Text to read:
Before the Court are cross-motions for summary judgment. Having considered the motions and the parties' arguments, the Court grants respondent Scott Massey's (Massey) motion and dismisses David Clarke's (Clarke) petition.

Factual Background

This action is a follow-up to one filed in 1991 by the respondent, Scott Massey. Scott Massey v. Uninsured Employers' Fund and David Clarke, WCC. No. 9106-6160. In the 1991 action, Massey sought a determination that Clarke was either an independent contractor or was acting outside the scope and course of his employment when injured on February 5, 1990. On November 12, 1991, this Court issued Findings of Fact and Conclusions of Law and Judgment, determining that Clarke was an employee of Massey. The decision directed Massey to "reimburse the Uninsured Employers' Fund for all amounts expended on the workers' compensation claim of David Clarke subject only to the limitations of section 39-71-504, MCA."

In the prior proceeding, Clarke requested an award of attorney fees against Massey. However, the request was made for the first time in proposed findings filed after trial. Massey objected to the request as outside the scope of issues specified by the pretrial order and the Court sustained the objection. (Findings of Fact and Conclusions of Law and Judgment at 3.) Neither party filed a request for a new trial or an appeal, and on February 7, 1992, the Court file in WCC No. 9106-6160 was closed.

Two years later, on March 9, 1994, the Court received Respondent's Motion for Attorney Fees. The motion requested the Court to award Clarke $3,922.50 in attorney fees incurred with respect to his defense in WCC No. 9106-6160. The Court reopened the original file.

On June 8, 1994, the Court entered an Order Denying Motion for Attorney Fees; Order Permitting the Filing of a New Petition. In that Order, the Court concluded that the previous denial of Clarke's request for attorney fees was the law of the case. Since denial of the request was premised on procedural rather than substantive grounds, the Court went on to note that the prior ruling did not necessarily preclude the filing of a new and separate petition for attorney fees. However, it declined to say whether a new petition was viable.

[T]he motion for attorney fees is denied without prejudice. Claimant may revise, recaption and submit the motion in the form of a petition and the Court will accept it for filing and give it a new docket number. In the event the claimant files such a petition, Massey may raise any defenses it may have, including any defenses which present an insuperable bar to the prosecution of the petition.

Your tasks:
1: Return the stretch of the attorney fees ruling from "Two years later, on" through "petition was viable.", copied word for word.
2: In the attorney fees ruling, what amount in attorney fees did the motion received on March 9, 1994 ask the Court to award Clarke?

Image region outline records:
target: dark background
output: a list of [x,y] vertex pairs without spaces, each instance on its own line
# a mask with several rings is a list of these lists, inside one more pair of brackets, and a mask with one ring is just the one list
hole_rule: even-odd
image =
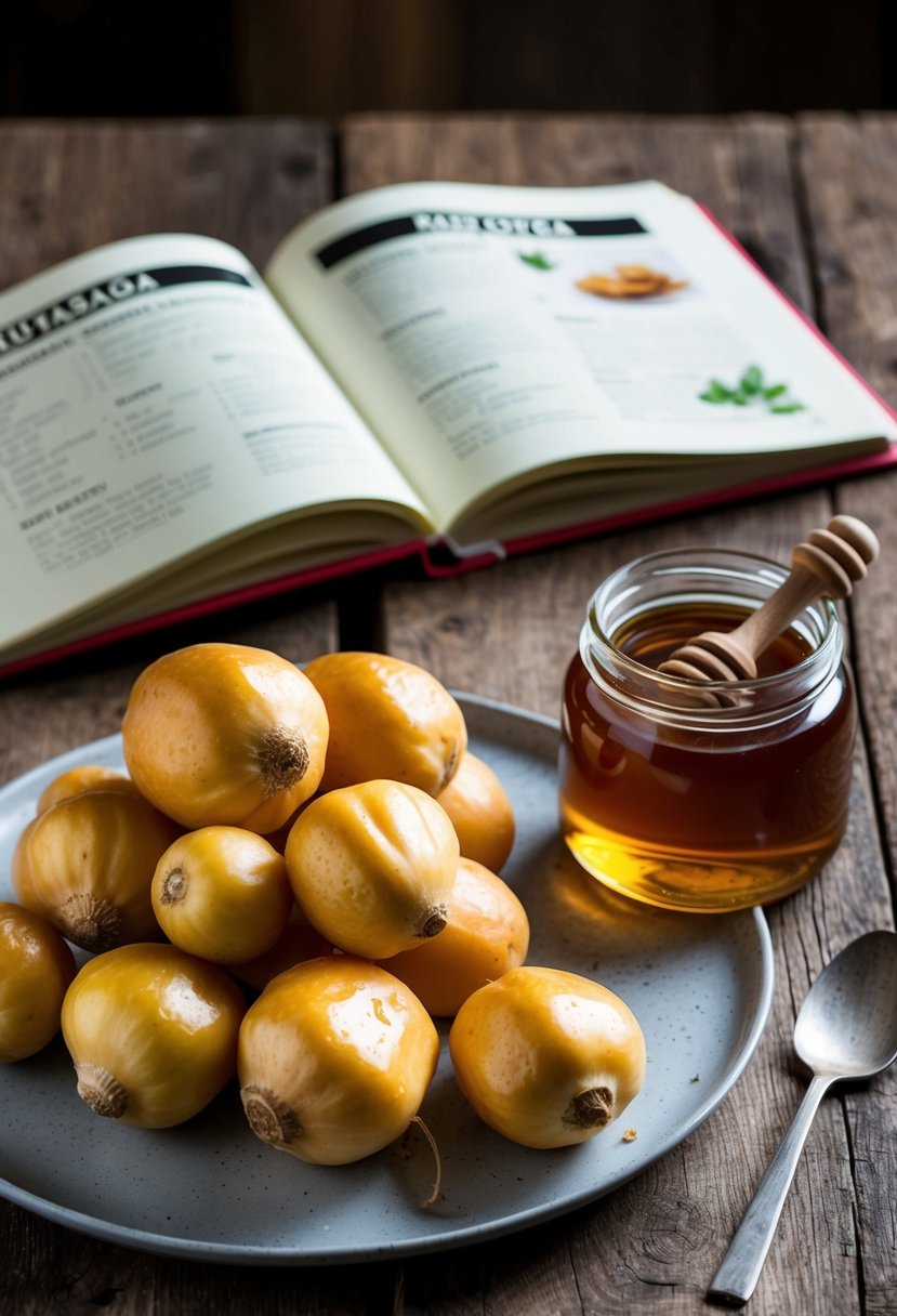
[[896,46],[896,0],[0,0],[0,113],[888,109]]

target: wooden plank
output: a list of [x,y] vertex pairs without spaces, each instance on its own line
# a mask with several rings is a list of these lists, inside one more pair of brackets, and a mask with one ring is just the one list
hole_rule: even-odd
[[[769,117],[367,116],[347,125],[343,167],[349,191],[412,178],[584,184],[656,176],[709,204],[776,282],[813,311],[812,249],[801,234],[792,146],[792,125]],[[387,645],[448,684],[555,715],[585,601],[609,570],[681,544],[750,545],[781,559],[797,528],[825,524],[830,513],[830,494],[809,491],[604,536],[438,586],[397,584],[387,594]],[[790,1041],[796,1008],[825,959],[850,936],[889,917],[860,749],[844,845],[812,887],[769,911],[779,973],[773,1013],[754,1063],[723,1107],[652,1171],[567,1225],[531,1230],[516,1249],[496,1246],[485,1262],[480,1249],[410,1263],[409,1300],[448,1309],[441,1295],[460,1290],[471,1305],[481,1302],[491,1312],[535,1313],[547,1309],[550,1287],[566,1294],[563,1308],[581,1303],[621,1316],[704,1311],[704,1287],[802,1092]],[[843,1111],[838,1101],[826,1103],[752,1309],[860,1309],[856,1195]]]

Exercise responses:
1:
Two years later, on March 9, 1994, the Court received Respondent's Motion for Attorney Fees. The motion requested the Court to award Clarke $3,922.50 in attorney fees incurred with respect to his defense in WCC No. 9106-6160. The Court reopened the original file.

On June 8, 1994, the Court entered an Order Denying Motion for Attorney Fees; Order Permitting the Filing of a New Petition. In that Order, the Court concluded that the previous denial of Clarke's request for attorney fees was the law of the case. Since denial of the request was premised on procedural rather than substantive grounds, the Court went on to note that the prior ruling did not necessarily preclude the filing of a new and separate petition for attorney fees. However, it declined to say whether a new petition was viable.

2: $3,922.50